Materials provided:
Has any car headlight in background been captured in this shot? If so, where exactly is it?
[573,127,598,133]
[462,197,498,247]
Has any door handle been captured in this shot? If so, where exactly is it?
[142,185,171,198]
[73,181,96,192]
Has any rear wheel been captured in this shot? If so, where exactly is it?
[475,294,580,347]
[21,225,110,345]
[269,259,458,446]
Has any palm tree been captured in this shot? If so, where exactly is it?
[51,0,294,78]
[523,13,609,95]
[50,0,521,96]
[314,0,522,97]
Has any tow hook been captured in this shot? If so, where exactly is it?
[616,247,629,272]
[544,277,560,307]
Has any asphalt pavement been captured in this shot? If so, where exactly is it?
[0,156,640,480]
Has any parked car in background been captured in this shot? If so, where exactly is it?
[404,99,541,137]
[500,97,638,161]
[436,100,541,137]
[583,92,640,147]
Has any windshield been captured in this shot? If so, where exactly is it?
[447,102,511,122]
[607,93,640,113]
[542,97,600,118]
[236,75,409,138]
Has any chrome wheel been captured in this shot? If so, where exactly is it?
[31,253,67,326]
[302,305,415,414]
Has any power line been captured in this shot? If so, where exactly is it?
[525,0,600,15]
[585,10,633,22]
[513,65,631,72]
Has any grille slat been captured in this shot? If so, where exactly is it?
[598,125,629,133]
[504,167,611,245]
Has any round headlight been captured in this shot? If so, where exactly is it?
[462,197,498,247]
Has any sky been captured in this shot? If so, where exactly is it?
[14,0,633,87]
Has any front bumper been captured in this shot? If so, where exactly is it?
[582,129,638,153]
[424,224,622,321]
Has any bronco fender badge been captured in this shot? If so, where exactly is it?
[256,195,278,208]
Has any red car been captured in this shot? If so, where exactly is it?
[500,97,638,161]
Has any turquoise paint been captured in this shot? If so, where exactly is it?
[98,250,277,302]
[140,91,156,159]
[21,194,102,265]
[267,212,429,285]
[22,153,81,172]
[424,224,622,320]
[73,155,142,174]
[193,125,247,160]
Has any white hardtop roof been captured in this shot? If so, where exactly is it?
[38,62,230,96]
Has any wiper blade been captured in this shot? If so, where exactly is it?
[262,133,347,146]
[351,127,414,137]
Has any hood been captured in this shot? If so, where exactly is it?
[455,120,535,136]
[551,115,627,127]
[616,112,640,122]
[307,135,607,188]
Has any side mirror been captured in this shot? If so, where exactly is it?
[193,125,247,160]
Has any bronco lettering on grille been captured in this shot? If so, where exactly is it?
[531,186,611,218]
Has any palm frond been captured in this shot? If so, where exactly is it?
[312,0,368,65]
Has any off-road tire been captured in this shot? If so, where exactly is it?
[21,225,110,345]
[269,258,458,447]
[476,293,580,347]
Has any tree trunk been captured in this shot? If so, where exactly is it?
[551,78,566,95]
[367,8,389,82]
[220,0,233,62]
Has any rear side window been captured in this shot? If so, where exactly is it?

Given problem: Reproduce the material above in full, changing every instance of "captured" to "recorded" and leaving everything else unchanged.

Response to this task:
Has any car headlight in background been recorded in this shot? If so, where exactly is it?
[573,127,598,133]
[462,197,498,247]
Has any door handle been recorded in this shot? If so, where exactly is it?
[142,185,171,198]
[73,181,96,192]
Has any rear wheel been recorded in this shot? If so, where exactly is it?
[475,294,580,347]
[21,225,110,345]
[269,259,458,446]
Has any palm tree been recorded in this shot? If so, where exactly is it?
[51,0,294,78]
[523,13,609,95]
[50,0,521,96]
[314,0,522,97]
Has any tow hook been recorded in this shot? If so, where exactly is it?
[616,247,629,272]
[544,277,560,307]
Has any asphalt pavement been recorded in this shot? If so, where exactly is it?
[0,156,640,480]
Has any parked car in background been recorded in this shot? If so, where exactly is it?
[404,99,541,137]
[500,97,638,161]
[436,100,541,137]
[583,92,640,147]
Has any windshield been recorded in this shot? If so, where exactly is it?
[447,102,511,122]
[607,93,640,113]
[542,97,600,118]
[236,75,409,138]
Has any chrome wheel been recorded in this shot? If so, where exactly is it?
[31,253,67,326]
[302,305,415,414]
Has any power line been recorded in this shot? If so, where exactly is it?
[525,0,600,15]
[585,10,633,22]
[513,65,631,72]
Has any grille slat been recorded in this shot? If so, where exactly is it?
[598,125,629,133]
[504,167,611,245]
Has any round headlight been recorded in this shot? If so, where exactly is it?
[462,197,498,247]
Has any sky been recorded in this shot? If so, where exactly is it?
[14,0,633,87]
Has any front bumper been recorded in this shot? If so, where exactly is it?
[582,129,638,153]
[424,224,622,321]
Has any bronco fender badge been recorded in this shot? If so, where exactly is it?
[256,195,278,208]
Has any red car been recorded in this shot? If so, where exactly is it?
[500,97,638,161]
Has any turquoise paint been recorded in this shot? If so, where exactly is it?
[98,250,277,302]
[140,91,156,159]
[21,194,102,265]
[267,212,429,285]
[22,153,81,172]
[424,224,622,320]
[73,155,142,174]
[193,125,247,160]
Has any white hardtop roof been recorded in this shot? If so, where exactly is it?
[38,62,230,96]
Has any wiper blade been recorded in this shot? If so, where exactly is it?
[262,133,347,146]
[351,127,414,137]
Has any hood been recorded in this shot? If so, where exactly is it?
[455,120,535,136]
[551,115,627,127]
[616,112,640,122]
[307,135,607,188]
Has any side mirror been recorded in this shot? If so, where exactly is it?
[193,125,247,160]
Has any bronco lettering on grille been recorded in this shot? If so, where exactly is it?
[531,186,611,218]
Has any palm frond been recorded in this shot? If so, where exactly is it?
[312,0,368,65]
Has any off-road tire been recorded in this shot? If so, where exactly is it?
[21,225,110,345]
[269,258,458,447]
[476,293,580,347]
Has any tree trunk been recorded in this shot? If so, where exactly is it?
[551,78,566,95]
[367,8,389,82]
[220,0,233,62]
Has any rear side window been recorded in this shot? If so, where exactly is it?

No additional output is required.